EXERCICES:
1. Dans le texte sur le Shivaïsme, relevez tous les moyens qui permettent d’atteindre des formes de connaissance dépassant le rationalisme.
2. Poursuivez le texte sur le Shivaïsme à la suite de sa dernière phrase.

TEXTE SOURCE:
+-------+

L’étude de la pensée philosophique et religieuse de
l’Hindouisme ou de l’Hellénisme aryanisé
n’est qu’un premier stade qui nous permet à
travers des formes acculturisées d’atteindre
la source originelle et véritable de toutes
nos conceptions religieuses et mystiques qui
est le Shivaïsme dionysiaque et sa
philosophie qui envisage l’homme total dans
ses rapports avec l’être total et qui, par
les techniques du yoga, par l’intermédiaire
des arts, de la danse et de l’extase, permet
d’atteindre à ces formes de connaissance qui
dépassent les possibilités d’un rationalisme
et d’une logique basés sur l’expérience
illusoire des sens et de parvenir à une
intuition de la nature profonde du monde et
du divin dans des domaines où la pensée, la
matière et la perception apparaissent pour
ce qu’elles sont : des formes énergétiques,
inséparables les unes des autres.

+-------+

INFORMATIONS EXTRAITES:
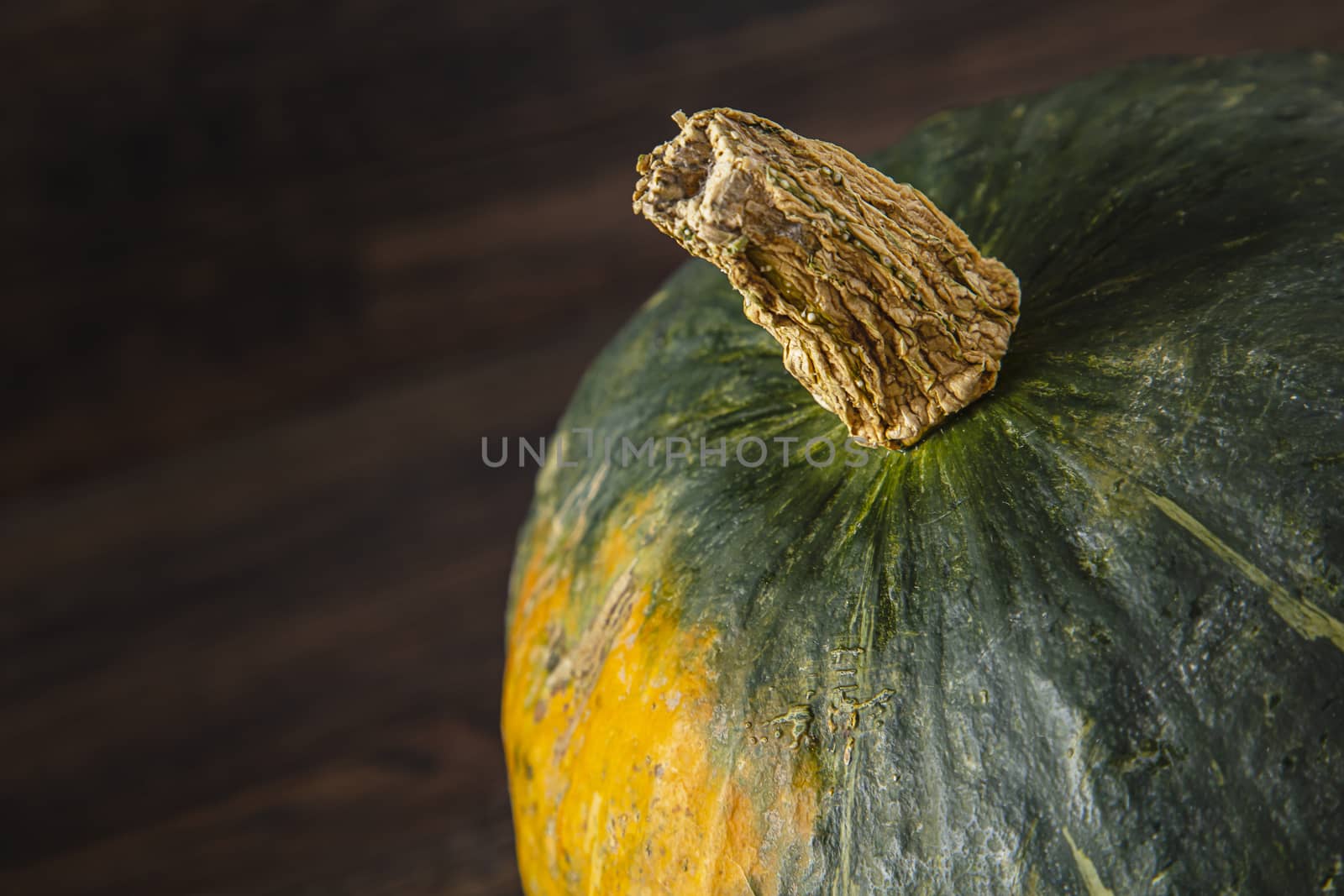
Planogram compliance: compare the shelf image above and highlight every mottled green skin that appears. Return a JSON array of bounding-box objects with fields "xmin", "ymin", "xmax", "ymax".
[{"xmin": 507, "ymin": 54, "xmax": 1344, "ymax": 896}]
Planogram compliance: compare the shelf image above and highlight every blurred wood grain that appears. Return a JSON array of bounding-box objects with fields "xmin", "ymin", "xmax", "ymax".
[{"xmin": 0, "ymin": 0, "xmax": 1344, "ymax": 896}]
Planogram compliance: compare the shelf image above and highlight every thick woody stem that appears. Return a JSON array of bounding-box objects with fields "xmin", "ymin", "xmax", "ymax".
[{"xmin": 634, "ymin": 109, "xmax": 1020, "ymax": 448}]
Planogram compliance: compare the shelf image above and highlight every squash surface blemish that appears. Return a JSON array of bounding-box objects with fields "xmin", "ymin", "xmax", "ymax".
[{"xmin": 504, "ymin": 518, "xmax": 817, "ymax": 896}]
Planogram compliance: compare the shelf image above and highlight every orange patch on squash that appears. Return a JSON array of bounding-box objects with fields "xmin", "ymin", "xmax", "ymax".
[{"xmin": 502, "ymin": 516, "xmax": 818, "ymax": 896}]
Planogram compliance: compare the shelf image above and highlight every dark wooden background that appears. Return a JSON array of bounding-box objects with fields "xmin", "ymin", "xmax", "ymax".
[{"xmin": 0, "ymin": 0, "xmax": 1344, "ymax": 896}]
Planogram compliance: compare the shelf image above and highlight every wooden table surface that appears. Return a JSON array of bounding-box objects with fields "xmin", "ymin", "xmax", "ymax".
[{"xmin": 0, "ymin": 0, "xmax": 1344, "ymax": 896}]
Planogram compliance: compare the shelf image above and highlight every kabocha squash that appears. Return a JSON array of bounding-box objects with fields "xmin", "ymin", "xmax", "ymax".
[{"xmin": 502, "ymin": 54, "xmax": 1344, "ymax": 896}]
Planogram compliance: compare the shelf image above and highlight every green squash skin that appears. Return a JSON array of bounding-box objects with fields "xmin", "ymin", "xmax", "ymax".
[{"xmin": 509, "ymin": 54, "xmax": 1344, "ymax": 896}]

+-------+

RÉPONSES:
1. les techniques du yoga, les arts, la danse, l’extase

2.
L’homme gangétique qui développa les grandes civilisations
des vallées du Gange et de l’Indus
appartient à la race que nous appelons
méditerranéenne, la race des Egyptiens
pré-dynastiques, des Libyens, des Berbères,
des Crétois, des Sumériens. Il parlait des
langues agglutinatives de types dravidien,
aujourd’hui subsistant dans le sud de l’Inde
et dont les branches occidentales étaient
entre autres le sumérien et sont encore
jusqu’à nos jours le Géorgien et le Peuhl.
C’est de la culture de ces peuples qui est à
la base de toutes nos civilisations depuis
le sixième millénaire avant notre ère que
nous vient le Shivaïsme et ses survivances
dionysiaques et c’est dans le Shivaïsme que
nous retrouvons l’origine d’une grande
partie des rites, des mythes et des symboles
des religions ultérieures. C’est par lui que
nous pouvons en comprendre la logique et la
signification. Les méthodes du yoga qui
permettent le développement des pouvoirs
latents de l’homme et qui font partie
intégrante du Shivaïsme jouèrent un rôle
fondamental dans l’élaboration de toutes les
formes de connaissance qu’elles soient
d’ordre scientifique, métaphysique ou
mystique.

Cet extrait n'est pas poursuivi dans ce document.